#### Document extract
+ + +
Those arms helped destabilize neighboring Mali and led to a 2012 coup by a US-trained officer. Two years later, another US-trained officer seized power in Burkina Faso during a popular uprising. This year, yet another US-trained officer overthrew yet another government in Mali. All the while, terrorist attacks have been ravaging the region. “The Sahel has seen the most dramatic escalation of violence since mid-2017,” according to a July report by the Africa Center for Strategic Studies, a Defense Department research institution.
In 2005, Burkina Faso didn’t even warrant mention in the “Africa Overview” section of the State Department’s annual report on terrorism. Still, more than 15 separate American security assistance programs were brought to bear there—about $100 million in the last two years alone. Meanwhile, militant Islamist violence in the country has skyrocketed from just three attacks in 2015 to 516 in the 12 months from mid-2019 to mid-2020, according to the Pentagon’s Africa Center.
Compounding Crises to Come
The violence in Burkina Faso has led to a cascade of compounding crises. Around 1 million Burkinabe are now displaced, a 1,500% increase since last January, and the number only keeps rising. So do the attacks and the fatalities. And this is just the beginning, since Burkina Faso finds itself on the front lines of yet another crisis, a global disaster that’s expected to generate levels of displacement that will dwarf today’s historic figures.
+ + +
#### Information provided
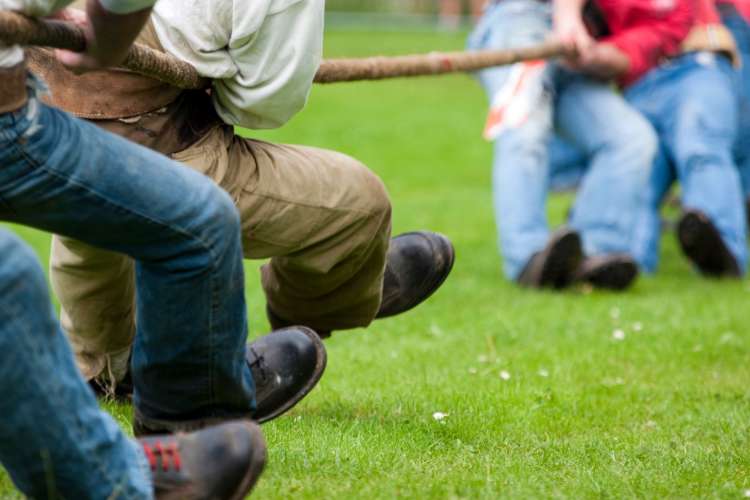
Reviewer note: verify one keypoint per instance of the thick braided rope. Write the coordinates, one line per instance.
(18, 29)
+ + +
#### Task details
Retype everything from "Those arms helped" down to "Department research institution." in the passage above about US security assistance and rising violence in the Sahel, keeping every word and punctuation mark unchanged.

#### Result of the task
Those arms helped destabilize neighboring Mali and led to a 2012 coup by a US-trained officer. Two years later, another US-trained officer seized power in Burkina Faso during a popular uprising. This year, yet another US-trained officer overthrew yet another government in Mali. All the while, terrorist attacks have been ravaging the region. “The Sahel has seen the most dramatic escalation of violence since mid-2017,” according to a July report by the Africa Center for Strategic Studies, a Defense Department research institution.